» **WHAT TO DO**: Leave out the pictures, and quote exactly the lines running from the one with "Target: hanging rope" through the last line of the entries below.

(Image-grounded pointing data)
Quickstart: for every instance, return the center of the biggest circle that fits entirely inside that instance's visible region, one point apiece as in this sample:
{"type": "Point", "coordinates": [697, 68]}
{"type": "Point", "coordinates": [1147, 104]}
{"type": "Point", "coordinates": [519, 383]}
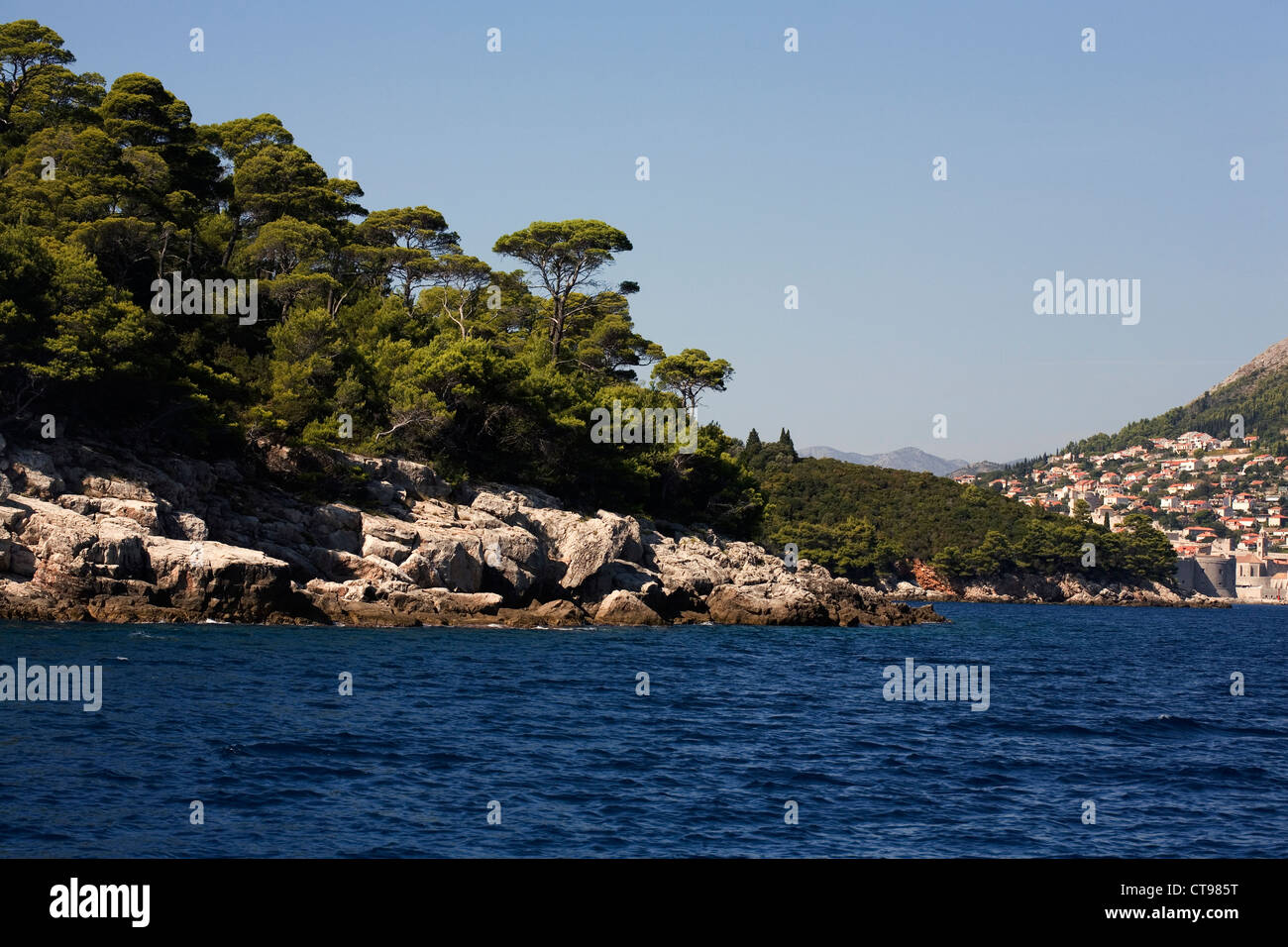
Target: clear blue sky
{"type": "Point", "coordinates": [812, 169]}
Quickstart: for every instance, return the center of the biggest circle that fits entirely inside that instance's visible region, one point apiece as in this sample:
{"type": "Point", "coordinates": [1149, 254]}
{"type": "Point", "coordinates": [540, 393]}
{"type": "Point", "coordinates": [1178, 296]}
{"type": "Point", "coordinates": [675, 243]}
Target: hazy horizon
{"type": "Point", "coordinates": [812, 169]}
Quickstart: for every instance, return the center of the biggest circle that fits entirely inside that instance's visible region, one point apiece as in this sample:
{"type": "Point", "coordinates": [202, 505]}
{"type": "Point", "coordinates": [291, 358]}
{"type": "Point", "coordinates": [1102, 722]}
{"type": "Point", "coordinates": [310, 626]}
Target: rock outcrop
{"type": "Point", "coordinates": [95, 532]}
{"type": "Point", "coordinates": [1070, 587]}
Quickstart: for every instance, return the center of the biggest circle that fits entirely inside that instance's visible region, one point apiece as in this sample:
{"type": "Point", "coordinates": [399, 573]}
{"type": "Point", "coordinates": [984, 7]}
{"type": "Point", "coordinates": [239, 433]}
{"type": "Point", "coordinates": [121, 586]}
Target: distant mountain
{"type": "Point", "coordinates": [980, 468]}
{"type": "Point", "coordinates": [1257, 392]}
{"type": "Point", "coordinates": [903, 459]}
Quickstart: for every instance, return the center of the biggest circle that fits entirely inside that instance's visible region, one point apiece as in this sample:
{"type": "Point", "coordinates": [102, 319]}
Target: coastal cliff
{"type": "Point", "coordinates": [94, 532]}
{"type": "Point", "coordinates": [1069, 587]}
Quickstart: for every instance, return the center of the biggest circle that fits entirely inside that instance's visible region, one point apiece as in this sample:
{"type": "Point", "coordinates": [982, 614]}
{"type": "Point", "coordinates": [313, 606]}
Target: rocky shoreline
{"type": "Point", "coordinates": [94, 532]}
{"type": "Point", "coordinates": [1028, 587]}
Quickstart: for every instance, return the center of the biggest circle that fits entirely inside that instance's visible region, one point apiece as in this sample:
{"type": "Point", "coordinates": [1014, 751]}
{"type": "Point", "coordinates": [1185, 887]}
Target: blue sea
{"type": "Point", "coordinates": [1128, 709]}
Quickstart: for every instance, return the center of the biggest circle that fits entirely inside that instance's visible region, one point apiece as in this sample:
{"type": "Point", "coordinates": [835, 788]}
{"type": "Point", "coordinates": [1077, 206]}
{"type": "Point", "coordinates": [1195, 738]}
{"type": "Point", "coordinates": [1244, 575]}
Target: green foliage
{"type": "Point", "coordinates": [862, 519]}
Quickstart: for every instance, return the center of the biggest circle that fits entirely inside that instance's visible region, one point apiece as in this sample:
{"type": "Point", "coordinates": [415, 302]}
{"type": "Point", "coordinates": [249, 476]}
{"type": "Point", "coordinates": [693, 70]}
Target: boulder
{"type": "Point", "coordinates": [626, 608]}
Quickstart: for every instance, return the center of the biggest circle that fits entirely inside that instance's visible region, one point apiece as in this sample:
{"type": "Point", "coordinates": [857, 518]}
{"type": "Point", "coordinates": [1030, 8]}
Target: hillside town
{"type": "Point", "coordinates": [1219, 501]}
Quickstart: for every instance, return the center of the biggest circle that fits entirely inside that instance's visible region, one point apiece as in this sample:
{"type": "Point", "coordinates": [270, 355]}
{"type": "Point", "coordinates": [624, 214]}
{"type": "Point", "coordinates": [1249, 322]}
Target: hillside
{"type": "Point", "coordinates": [867, 522]}
{"type": "Point", "coordinates": [1257, 392]}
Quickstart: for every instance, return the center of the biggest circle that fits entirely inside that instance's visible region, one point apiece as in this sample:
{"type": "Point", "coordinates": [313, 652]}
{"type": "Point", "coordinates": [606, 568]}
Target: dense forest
{"type": "Point", "coordinates": [375, 331]}
{"type": "Point", "coordinates": [862, 521]}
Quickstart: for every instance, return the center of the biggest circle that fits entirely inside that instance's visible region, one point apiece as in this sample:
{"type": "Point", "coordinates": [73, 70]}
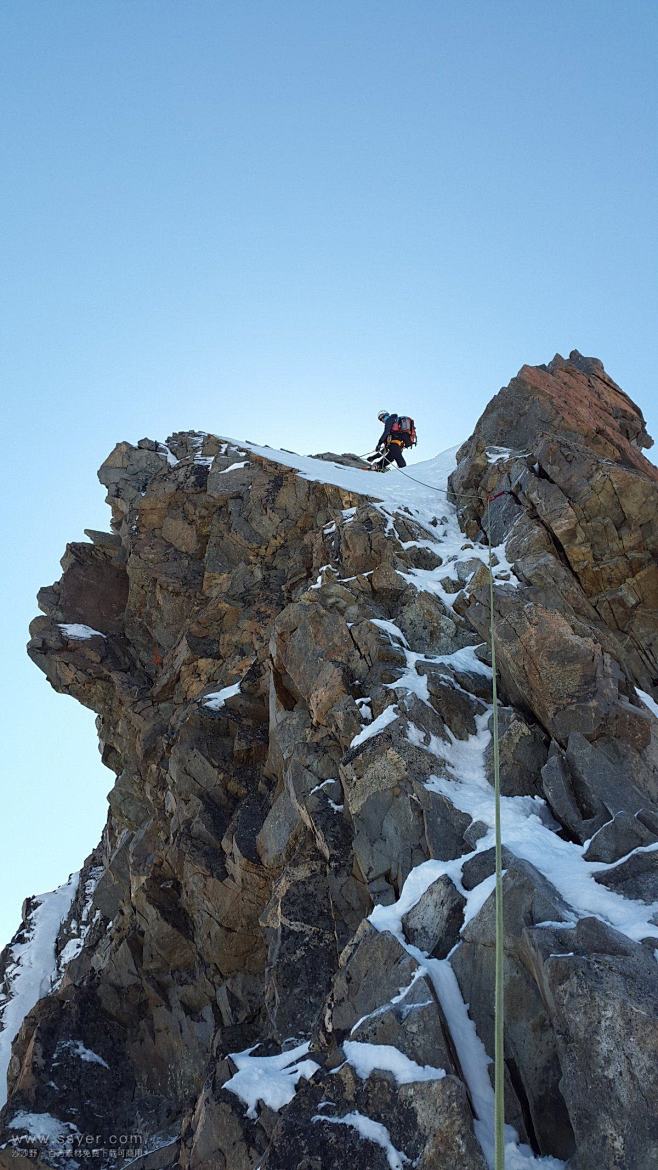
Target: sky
{"type": "Point", "coordinates": [269, 219]}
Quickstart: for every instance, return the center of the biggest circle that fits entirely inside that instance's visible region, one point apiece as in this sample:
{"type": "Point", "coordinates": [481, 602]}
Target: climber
{"type": "Point", "coordinates": [399, 432]}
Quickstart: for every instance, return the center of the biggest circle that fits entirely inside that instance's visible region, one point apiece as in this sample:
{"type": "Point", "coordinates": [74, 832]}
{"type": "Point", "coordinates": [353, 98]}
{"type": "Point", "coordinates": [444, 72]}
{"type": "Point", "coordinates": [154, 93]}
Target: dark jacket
{"type": "Point", "coordinates": [386, 431]}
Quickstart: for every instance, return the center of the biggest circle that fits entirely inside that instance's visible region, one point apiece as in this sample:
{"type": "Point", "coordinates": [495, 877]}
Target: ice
{"type": "Point", "coordinates": [79, 1050]}
{"type": "Point", "coordinates": [371, 729]}
{"type": "Point", "coordinates": [76, 942]}
{"type": "Point", "coordinates": [77, 632]}
{"type": "Point", "coordinates": [272, 1080]}
{"type": "Point", "coordinates": [371, 1130]}
{"type": "Point", "coordinates": [390, 628]}
{"type": "Point", "coordinates": [323, 569]}
{"type": "Point", "coordinates": [163, 449]}
{"type": "Point", "coordinates": [367, 1058]}
{"type": "Point", "coordinates": [526, 834]}
{"type": "Point", "coordinates": [234, 467]}
{"type": "Point", "coordinates": [33, 968]}
{"type": "Point", "coordinates": [648, 701]}
{"type": "Point", "coordinates": [216, 700]}
{"type": "Point", "coordinates": [43, 1127]}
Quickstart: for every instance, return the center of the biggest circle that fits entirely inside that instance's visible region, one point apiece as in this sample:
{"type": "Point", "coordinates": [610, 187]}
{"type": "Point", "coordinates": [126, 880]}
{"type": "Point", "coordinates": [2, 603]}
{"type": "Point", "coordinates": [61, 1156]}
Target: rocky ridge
{"type": "Point", "coordinates": [281, 952]}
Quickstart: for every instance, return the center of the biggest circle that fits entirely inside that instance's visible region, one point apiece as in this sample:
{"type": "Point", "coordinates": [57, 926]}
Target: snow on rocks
{"type": "Point", "coordinates": [76, 1048]}
{"type": "Point", "coordinates": [79, 929]}
{"type": "Point", "coordinates": [77, 632]}
{"type": "Point", "coordinates": [272, 1080]}
{"type": "Point", "coordinates": [371, 729]}
{"type": "Point", "coordinates": [234, 467]}
{"type": "Point", "coordinates": [32, 969]}
{"type": "Point", "coordinates": [216, 700]}
{"type": "Point", "coordinates": [371, 1131]}
{"type": "Point", "coordinates": [367, 1058]}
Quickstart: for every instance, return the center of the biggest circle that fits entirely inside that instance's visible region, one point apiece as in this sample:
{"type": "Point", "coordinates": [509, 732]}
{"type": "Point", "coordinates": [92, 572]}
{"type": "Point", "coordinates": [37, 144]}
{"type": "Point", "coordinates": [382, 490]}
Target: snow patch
{"type": "Point", "coordinates": [367, 1058]}
{"type": "Point", "coordinates": [388, 716]}
{"type": "Point", "coordinates": [372, 1131]}
{"type": "Point", "coordinates": [77, 632]}
{"type": "Point", "coordinates": [32, 969]}
{"type": "Point", "coordinates": [272, 1080]}
{"type": "Point", "coordinates": [216, 700]}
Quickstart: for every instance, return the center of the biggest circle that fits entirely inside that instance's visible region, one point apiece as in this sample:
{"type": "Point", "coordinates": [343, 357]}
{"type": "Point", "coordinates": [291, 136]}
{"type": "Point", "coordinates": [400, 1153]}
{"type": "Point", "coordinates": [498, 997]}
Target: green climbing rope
{"type": "Point", "coordinates": [499, 996]}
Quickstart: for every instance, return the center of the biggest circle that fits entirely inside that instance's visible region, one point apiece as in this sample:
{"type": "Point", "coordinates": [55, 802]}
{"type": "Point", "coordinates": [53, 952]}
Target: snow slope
{"type": "Point", "coordinates": [528, 826]}
{"type": "Point", "coordinates": [32, 970]}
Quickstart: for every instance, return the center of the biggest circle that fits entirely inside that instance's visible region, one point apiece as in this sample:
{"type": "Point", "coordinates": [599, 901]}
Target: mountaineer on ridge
{"type": "Point", "coordinates": [399, 432]}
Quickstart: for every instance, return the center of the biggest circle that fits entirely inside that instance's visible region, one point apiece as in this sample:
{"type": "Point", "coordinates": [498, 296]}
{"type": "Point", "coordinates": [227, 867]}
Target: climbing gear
{"type": "Point", "coordinates": [499, 991]}
{"type": "Point", "coordinates": [405, 427]}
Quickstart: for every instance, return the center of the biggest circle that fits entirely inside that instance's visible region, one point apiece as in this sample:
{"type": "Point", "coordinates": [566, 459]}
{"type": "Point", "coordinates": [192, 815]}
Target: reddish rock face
{"type": "Point", "coordinates": [578, 517]}
{"type": "Point", "coordinates": [293, 688]}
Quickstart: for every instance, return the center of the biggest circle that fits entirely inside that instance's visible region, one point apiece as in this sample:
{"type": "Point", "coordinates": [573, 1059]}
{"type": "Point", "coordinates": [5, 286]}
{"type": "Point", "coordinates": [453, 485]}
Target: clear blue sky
{"type": "Point", "coordinates": [269, 219]}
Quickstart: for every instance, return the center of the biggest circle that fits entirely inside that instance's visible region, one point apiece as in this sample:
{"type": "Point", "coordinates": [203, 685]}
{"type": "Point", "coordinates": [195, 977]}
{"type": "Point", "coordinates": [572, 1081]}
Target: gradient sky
{"type": "Point", "coordinates": [269, 220]}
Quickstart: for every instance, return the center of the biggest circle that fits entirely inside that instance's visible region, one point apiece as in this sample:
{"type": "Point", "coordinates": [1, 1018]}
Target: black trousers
{"type": "Point", "coordinates": [393, 455]}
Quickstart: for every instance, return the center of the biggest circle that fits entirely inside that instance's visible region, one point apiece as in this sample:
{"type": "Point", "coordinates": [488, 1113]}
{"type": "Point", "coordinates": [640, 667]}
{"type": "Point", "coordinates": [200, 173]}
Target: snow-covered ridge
{"type": "Point", "coordinates": [32, 970]}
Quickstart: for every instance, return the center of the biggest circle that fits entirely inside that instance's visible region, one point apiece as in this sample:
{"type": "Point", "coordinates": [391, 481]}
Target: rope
{"type": "Point", "coordinates": [499, 991]}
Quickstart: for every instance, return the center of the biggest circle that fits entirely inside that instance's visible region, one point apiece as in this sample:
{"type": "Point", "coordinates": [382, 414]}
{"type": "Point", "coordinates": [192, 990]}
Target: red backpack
{"type": "Point", "coordinates": [404, 428]}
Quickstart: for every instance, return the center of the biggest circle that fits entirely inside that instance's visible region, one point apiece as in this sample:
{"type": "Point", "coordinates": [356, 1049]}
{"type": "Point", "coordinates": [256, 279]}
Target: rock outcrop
{"type": "Point", "coordinates": [280, 955]}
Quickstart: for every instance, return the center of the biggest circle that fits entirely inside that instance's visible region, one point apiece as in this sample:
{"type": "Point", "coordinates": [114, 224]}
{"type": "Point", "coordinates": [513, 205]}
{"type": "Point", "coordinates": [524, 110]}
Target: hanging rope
{"type": "Point", "coordinates": [499, 991]}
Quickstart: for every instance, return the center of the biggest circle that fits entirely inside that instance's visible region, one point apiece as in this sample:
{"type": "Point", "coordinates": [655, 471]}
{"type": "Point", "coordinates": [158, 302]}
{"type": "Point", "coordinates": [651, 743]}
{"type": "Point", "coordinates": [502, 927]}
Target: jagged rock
{"type": "Point", "coordinates": [523, 752]}
{"type": "Point", "coordinates": [534, 1098]}
{"type": "Point", "coordinates": [637, 876]}
{"type": "Point", "coordinates": [287, 683]}
{"type": "Point", "coordinates": [354, 992]}
{"type": "Point", "coordinates": [618, 837]}
{"type": "Point", "coordinates": [434, 922]}
{"type": "Point", "coordinates": [601, 991]}
{"type": "Point", "coordinates": [426, 1124]}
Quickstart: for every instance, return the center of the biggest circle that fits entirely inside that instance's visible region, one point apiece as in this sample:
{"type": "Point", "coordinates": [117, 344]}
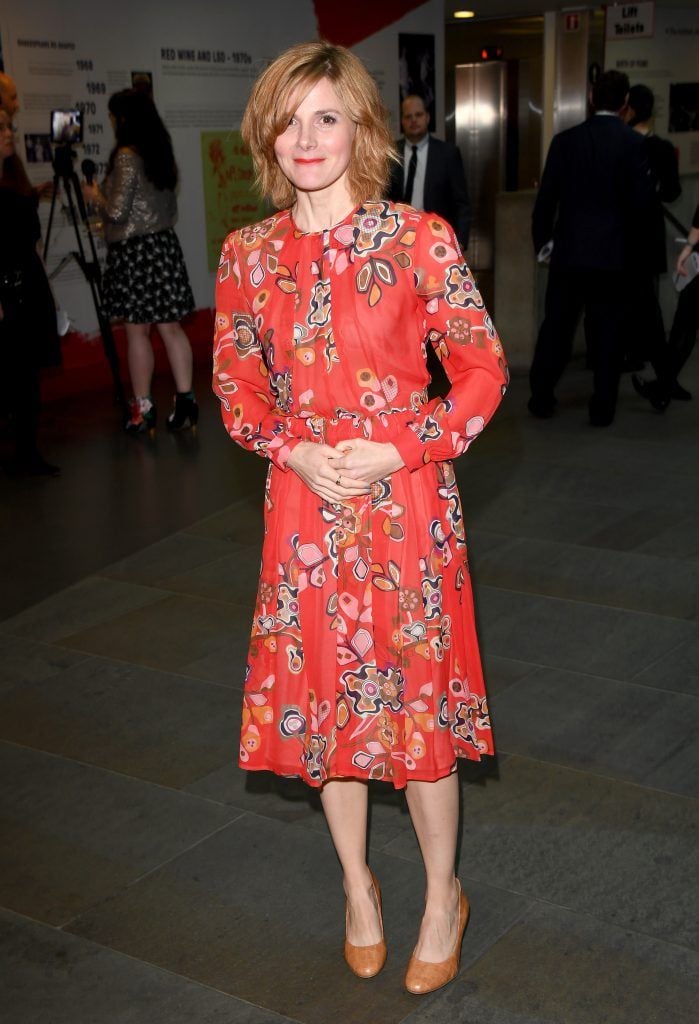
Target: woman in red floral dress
{"type": "Point", "coordinates": [363, 659]}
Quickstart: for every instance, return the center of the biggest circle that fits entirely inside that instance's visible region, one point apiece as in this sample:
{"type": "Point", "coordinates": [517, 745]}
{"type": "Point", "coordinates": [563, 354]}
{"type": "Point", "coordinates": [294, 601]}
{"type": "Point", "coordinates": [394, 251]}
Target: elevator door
{"type": "Point", "coordinates": [480, 125]}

» **RESULT BELOW**:
Target: hanging rope
{"type": "Point", "coordinates": [499, 991]}
Quickstart: for every instance, return the center of the biggest circle that fits entirely inside that instance's visible region, one point apiece as in this sample:
{"type": "Point", "coordinates": [655, 471]}
{"type": "Point", "coordinates": [158, 302]}
{"type": "Point", "coordinates": [651, 743]}
{"type": "Point", "coordinates": [502, 927]}
Target: jagged rock
{"type": "Point", "coordinates": [523, 752]}
{"type": "Point", "coordinates": [534, 1098]}
{"type": "Point", "coordinates": [637, 876]}
{"type": "Point", "coordinates": [287, 683]}
{"type": "Point", "coordinates": [354, 992]}
{"type": "Point", "coordinates": [618, 837]}
{"type": "Point", "coordinates": [434, 922]}
{"type": "Point", "coordinates": [601, 991]}
{"type": "Point", "coordinates": [426, 1124]}
Quickstart: for every instance, return the center of the biggest circle that fits entirely inside that instance's visible region, one point apiece as in this sample:
{"type": "Point", "coordinates": [117, 344]}
Target: woman in red floral dress
{"type": "Point", "coordinates": [363, 659]}
Quickstart: for every instance, return the center of the biggest circle that fits entirely inside that instance's visible region, one point apiece as in this sample:
{"type": "Point", "coordinates": [517, 745]}
{"type": "Point", "coordinates": [563, 354]}
{"type": "Point", "coordinates": [294, 601]}
{"type": "Point", "coordinates": [394, 251]}
Target: elevator door
{"type": "Point", "coordinates": [480, 125]}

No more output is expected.